Peace Child International
- Founded: 1981
- Type: Charity
- Registration no.: 1095189
- Focus: sustainable development, youth-led development, youth empowerment, employability, entrepreneurship, international development
- Location: Future Business Centre, 47-51 Norfolk Street, Cambridge, CB1 2LD;
- Method: Training programmes, educational publications, youth congresses
- Website: peacechild.org

= Peace Child International =

UK-based charity

Peace Child International is a UK based charity focusing on youth entrepreneurship, employability, sustainable development and youth empowerment. It has United Nations Economic and Social Council Consultative status and promotes the concept of youth-led development.

==History==
Peace Child International began during the Cold War as a musical, based on Bernard Benson's The Peace Book, aimed at resolving conflict between the United States and USSR, and at bringing youth from both countries into contact. The first performance was in October 1981 at the Royal Albert Hall, with Susannah York as the narrator. The musical was then taken to the United States, where it was premiered at the Kennedy Center in Washington, D.C., in December 1982. The core of the musical was composed by David Gordon and written by David Woollcombe, but it was re-written and customised by the cast wherever it was performed.
Since its debut the musical has been used in conflict resolution efforts in Azerbaijan and Armenia, Central America, Cyprus, the former Yugoslavia, India, Israel and Northern Ireland.

After the Earth Summit in June 1992, Peace Child produced a children's version of Agenda 21, Rescue Mission: Planet Earth. The book was designed, edited and aimed at young people and went on to be translated into 23 languages. Since this point, Peace Child has focused mainly on sustainable development issues, and produced a number of further publications on the subject with UN agencies.

Peace Child has also shifted its focus to an emphasis on youth unemployment, developing a number of training programmes in Europe, Africa and India to increase employability skills in young people.

==Current projects==

===Be the Change Academy===
The Be the Change Academy programme aims to educate young people in West Africa in entrepreneurial skills, from financial literacy to business plan writing, and offers finance. There are Be the Change Academies (BTCA) in Paynesville, Liberia, Conakry, Guinea, Kenema, Sierra Leone and Visakhapatnam, India. Local young people who have a business idea can enrol in a BTCA and receive training from business experts. New projects are underway with funding from the Norwegian Agency for Development Cooperation.

===Work the Change===
The Work the Change programme is a peer-to-peer education course that aims to address the skills mismatch cause of youth unemployment. Through CV writing and job interview workshops as well as events, Work the Change improves employability for teenagers in the UK and prepares them for the world of work.

==World Youth Congress Series==

Since 1999, Peace Child has organised the World Youth Congress (WYC), which aims to promote the role that young people can play in the field of sustainable development and the achievement of the UN's Millennium Development Goals.

===Hawaii, 1999===

The first WYC, held in Hawaii in 1999, focused on establishing priorities for the new millennium for young people from all regions of the world, with the top worldwide priority being appropriate education.
=======
(PARTS OF THE EXERCISE)
1 > Say whether each statement agrees with the text on Peace Child International. Answer yes or no, and quote the words from the text that decide it.
(a) The musical was first performed at the Kennedy Center.
(b) Rescue Mission: Planet Earth was translated into 23 languages.
(c) Work the Change is meant for teenagers in the UK.
2 > Pick up the text on Peace Child International where it stops, and write what comes next.
The material has nothing to do with the text on Peace Child International.
=======
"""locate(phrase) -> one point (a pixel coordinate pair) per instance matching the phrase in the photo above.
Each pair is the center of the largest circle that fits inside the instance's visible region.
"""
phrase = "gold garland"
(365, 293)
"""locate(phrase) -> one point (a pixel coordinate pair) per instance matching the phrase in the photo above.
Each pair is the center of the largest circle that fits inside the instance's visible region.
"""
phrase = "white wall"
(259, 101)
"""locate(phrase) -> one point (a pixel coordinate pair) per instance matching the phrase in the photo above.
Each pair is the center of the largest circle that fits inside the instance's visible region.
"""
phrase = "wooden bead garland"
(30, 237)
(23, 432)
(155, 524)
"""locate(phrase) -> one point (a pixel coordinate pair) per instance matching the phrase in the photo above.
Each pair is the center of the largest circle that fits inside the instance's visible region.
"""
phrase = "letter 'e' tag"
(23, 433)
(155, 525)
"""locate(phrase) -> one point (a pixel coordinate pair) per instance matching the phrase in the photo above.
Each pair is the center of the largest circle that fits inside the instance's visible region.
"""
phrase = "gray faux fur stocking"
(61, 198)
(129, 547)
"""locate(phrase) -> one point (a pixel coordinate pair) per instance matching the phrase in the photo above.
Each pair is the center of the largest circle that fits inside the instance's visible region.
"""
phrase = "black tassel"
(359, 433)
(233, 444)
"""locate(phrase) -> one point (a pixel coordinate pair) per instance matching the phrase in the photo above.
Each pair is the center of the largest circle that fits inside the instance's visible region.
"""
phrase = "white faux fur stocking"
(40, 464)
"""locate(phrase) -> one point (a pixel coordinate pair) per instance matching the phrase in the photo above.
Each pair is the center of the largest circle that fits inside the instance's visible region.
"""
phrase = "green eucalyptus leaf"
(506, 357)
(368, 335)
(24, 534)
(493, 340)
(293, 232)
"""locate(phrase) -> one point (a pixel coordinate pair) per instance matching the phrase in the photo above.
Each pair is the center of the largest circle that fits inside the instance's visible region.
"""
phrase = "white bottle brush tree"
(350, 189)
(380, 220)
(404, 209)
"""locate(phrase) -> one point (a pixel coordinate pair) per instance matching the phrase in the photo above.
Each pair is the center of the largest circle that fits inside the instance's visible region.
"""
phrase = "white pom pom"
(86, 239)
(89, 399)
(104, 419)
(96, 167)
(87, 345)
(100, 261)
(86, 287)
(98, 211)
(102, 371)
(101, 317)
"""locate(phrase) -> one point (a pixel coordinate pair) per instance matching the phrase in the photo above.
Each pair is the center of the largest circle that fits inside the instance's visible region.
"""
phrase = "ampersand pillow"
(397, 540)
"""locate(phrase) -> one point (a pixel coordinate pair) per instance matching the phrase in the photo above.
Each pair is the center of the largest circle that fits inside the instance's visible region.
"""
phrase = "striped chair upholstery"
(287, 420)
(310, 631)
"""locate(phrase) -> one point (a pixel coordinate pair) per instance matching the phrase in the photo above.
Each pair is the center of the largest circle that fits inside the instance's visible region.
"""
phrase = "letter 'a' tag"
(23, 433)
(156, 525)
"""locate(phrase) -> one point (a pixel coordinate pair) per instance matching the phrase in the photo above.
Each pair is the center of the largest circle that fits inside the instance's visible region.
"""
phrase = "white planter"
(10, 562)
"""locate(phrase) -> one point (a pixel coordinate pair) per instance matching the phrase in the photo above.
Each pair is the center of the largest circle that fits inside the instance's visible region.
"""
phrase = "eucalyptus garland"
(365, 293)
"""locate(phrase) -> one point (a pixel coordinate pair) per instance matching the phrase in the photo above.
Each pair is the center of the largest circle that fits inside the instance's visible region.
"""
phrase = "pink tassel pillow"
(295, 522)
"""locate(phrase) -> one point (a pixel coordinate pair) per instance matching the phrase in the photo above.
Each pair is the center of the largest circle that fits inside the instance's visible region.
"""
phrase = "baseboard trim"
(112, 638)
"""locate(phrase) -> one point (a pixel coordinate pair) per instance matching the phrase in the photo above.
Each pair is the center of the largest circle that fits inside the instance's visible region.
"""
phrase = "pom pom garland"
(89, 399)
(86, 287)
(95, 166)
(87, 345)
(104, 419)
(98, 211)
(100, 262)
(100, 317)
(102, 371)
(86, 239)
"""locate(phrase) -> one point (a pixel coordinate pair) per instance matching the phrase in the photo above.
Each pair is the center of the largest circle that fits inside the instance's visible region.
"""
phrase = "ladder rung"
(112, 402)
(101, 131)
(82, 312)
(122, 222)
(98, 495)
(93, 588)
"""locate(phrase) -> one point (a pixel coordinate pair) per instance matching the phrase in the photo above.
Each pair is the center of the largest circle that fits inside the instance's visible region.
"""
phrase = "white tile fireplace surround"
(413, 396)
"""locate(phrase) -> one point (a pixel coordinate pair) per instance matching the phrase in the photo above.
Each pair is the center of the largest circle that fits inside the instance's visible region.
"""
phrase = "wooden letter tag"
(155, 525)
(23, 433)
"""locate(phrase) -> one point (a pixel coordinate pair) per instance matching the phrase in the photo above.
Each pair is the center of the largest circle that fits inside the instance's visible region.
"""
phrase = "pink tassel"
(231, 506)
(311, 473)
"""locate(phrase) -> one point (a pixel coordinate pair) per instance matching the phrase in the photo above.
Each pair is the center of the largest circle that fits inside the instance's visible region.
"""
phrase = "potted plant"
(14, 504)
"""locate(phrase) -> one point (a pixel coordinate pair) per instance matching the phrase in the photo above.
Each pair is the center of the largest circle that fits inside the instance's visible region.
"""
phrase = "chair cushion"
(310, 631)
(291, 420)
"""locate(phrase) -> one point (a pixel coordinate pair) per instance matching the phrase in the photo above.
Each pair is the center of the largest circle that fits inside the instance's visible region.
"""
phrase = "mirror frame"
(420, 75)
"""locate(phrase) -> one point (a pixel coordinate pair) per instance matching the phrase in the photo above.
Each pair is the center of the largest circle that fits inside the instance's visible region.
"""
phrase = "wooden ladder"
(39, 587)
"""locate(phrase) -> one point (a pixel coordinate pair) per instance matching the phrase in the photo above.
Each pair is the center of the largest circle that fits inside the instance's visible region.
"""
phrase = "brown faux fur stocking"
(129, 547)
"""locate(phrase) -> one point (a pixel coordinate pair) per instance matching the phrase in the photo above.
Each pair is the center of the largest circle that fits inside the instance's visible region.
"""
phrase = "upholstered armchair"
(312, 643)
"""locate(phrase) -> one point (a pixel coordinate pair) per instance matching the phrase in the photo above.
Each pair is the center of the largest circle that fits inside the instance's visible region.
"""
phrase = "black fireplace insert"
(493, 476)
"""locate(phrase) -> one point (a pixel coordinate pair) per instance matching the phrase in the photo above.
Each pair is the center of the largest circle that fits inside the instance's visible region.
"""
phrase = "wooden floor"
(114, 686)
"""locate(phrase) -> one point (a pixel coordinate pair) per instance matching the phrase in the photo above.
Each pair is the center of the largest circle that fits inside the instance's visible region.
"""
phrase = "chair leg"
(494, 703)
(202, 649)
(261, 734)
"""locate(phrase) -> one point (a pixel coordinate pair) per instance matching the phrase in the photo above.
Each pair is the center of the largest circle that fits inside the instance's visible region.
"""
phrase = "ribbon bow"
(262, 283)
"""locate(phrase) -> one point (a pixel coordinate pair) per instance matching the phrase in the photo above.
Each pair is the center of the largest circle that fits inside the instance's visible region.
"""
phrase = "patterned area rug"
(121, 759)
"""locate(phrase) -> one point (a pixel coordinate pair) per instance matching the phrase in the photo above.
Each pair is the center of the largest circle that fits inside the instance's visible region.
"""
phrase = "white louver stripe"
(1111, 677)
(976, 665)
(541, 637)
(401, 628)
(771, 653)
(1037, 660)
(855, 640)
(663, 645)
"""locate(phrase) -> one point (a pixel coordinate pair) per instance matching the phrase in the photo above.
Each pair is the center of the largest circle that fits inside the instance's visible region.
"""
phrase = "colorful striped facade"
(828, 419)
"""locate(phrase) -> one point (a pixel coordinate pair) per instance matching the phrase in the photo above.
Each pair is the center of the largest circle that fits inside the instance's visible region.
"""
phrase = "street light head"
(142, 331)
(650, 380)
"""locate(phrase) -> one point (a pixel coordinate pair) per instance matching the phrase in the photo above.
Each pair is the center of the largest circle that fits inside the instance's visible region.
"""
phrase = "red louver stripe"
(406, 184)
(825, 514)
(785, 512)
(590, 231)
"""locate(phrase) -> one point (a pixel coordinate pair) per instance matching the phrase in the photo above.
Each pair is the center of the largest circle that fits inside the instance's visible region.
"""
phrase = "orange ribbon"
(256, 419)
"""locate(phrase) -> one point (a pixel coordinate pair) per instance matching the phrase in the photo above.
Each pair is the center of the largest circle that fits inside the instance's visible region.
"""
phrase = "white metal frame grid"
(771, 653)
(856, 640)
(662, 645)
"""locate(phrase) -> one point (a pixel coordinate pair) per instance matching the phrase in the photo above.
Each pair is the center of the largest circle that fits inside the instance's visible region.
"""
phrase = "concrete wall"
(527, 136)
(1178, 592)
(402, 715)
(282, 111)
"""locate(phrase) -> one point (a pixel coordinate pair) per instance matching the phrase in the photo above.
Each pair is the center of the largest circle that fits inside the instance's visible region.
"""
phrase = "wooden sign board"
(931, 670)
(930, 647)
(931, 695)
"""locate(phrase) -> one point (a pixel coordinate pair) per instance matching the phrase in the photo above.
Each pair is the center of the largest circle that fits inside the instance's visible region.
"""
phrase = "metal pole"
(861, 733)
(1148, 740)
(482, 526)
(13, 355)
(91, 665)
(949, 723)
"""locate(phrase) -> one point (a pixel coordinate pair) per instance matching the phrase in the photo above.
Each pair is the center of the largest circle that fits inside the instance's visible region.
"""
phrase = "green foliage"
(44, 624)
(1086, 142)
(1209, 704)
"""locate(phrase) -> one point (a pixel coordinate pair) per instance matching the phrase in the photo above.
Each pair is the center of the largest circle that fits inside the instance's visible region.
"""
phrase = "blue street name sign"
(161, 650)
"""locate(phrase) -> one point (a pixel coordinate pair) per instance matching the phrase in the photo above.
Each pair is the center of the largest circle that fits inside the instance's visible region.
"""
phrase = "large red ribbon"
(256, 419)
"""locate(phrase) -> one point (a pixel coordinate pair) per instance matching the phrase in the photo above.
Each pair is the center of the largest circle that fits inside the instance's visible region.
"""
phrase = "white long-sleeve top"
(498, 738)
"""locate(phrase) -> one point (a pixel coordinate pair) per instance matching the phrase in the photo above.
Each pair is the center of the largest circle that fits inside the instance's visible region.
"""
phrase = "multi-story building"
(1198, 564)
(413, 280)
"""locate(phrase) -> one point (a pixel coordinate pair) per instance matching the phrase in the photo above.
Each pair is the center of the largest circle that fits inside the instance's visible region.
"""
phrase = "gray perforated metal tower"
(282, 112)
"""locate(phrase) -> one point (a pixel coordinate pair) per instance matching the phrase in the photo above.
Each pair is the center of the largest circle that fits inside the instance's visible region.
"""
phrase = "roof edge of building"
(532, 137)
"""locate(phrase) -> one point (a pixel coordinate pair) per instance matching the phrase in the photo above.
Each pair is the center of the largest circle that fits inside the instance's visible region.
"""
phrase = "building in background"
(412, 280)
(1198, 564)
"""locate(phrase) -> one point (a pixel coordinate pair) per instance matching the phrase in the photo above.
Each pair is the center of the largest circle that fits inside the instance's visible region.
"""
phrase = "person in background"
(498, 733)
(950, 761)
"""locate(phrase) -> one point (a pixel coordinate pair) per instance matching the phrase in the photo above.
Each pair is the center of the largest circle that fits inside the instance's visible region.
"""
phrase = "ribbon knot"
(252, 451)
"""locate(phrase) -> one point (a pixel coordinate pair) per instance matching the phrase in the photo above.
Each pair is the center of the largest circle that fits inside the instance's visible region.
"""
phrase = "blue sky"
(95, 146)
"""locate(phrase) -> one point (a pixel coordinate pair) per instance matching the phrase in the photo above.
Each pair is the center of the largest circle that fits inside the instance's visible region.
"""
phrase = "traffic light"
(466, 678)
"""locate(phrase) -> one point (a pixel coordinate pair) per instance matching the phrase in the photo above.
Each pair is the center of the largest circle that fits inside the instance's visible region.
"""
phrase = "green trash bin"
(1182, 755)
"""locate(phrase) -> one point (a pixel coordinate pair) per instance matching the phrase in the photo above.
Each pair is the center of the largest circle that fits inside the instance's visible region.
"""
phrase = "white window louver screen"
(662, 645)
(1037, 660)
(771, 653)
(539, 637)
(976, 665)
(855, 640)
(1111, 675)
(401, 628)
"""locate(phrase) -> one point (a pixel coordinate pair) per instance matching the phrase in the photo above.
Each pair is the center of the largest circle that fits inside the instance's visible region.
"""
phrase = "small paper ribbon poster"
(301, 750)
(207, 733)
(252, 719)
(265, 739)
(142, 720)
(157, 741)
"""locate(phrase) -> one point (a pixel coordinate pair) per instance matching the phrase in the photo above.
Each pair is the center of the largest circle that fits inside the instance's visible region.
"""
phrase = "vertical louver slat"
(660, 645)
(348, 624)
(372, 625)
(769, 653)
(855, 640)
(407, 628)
=======
(RESULTS)
1 >
(a) No: "The first performance was in October 1981 at the Royal Albert Hall"
(b) Yes: "went on to be translated into 23 languages"
(c) Yes: "improves employability for teenagers in the UK"

2 >
===Morocco, 2003===

The second WYC was held in Casablanca, Morocco, with the themes of tolerance, solidarity, and the role of young people in sustainable development and the achievement of the Millennium Development Goals. Delegates to the conference also spent time participating in action projects organised by Moroccan NGOs in all provinces of the country.

===Scotland, 2005===

The Scottish WYC, held in Stirling in August 2005, explored young people's motivations to volunteer and had an overall theme of "young people working for a sustainable world community". As in the previous Congress, delegates spent three days working on a range of action projects throughout Scotland.

===Quebec, 2008===

The fourth WYC was held in Quebec City in August 2008 under the name Regeneration 2008. The Congress celebrated the role of youth in achieving the Millennium Development Goals, youth empowerment, and the 'co-management' model of equal partnership between youth and elders.

===Turkey, 2010===

The fifth WYC was held in Istanbul in August 2010 with the theme of "Imece" (a centuries-old solidarity system used in rural Turkey, consisting of mutual aid and working together for the good of the community), and with three sub themes: Measuring and Evaluating Youth Led Development, the Post-MDGs Development Agenda, and the Climate Change Agenda after Kyoto and COP15.

===Rio de Janeiro, 2012===

The sixth WYC was held in Rio de Janeiro in May 2012 with a focus on sustainable development. This Congress revisited the promises made by governments during the Earth Summit in 1992 (which was also held in Rio). The Congress was designed to tie-in with the Rio 2012 conference which was held in June of the same year.

===Hawaii, 2017===

The seventh WYC was organised as a return to Hawaii by Peace Child International's partner organisation, Peace Child Hawaii. The congress focused on sustainable development once more, and on local action projects.

==Selected bibliography==

===Peace Child International publications===
- Rescue Mission: Planet Earth - A Children's Edition of Agenda 21 (1994, ISBN 1-85697-175-9)
- A World In Our Hands (1995, ISBN 1-883672-31-7)
- Pachamama: Our Earth - Our Future (1999, ISBN 0-237-52119-9)
- Stand Up, Speak Out: A book about children's rights (2002, ISBN 1-85434-887-6)
- Sustainable Human Development: a young people's introduction (2002, ISBN 0-237-52317-5)
- Rescue Mission: Planet Earth 2002 (2002)
- Water Rights and Wrongs (2007)
- Every Journey Matters (2007, ISBN 978-0-9557409-0-9)
- Gender Journey: A youth empowerment toolkit (2009, ISBN 978-0-9557409-1-6)
- Energy Revolution: climate change and our post-carbon future (2010, ISBN 978-0-237-53962-7)

===Other publications===
- Findlay, Merrill; Gordon, David; Woollcombe, David; Benson, Bernard S.: Peace Child: A Study Guide for Schools (1988, ISBN 0-7316-0930-1)
- Peace Child International: Be the Change (2000, ISBN 0-89610-417-6)
- Peace Child International: Stand Up for Your Rights (2001, ISBN 1-85434-573-7)
- Peace Child International: Stand Up, Speak Out: A Book about Human Rights (2001, ISBN 0-613-94409-7)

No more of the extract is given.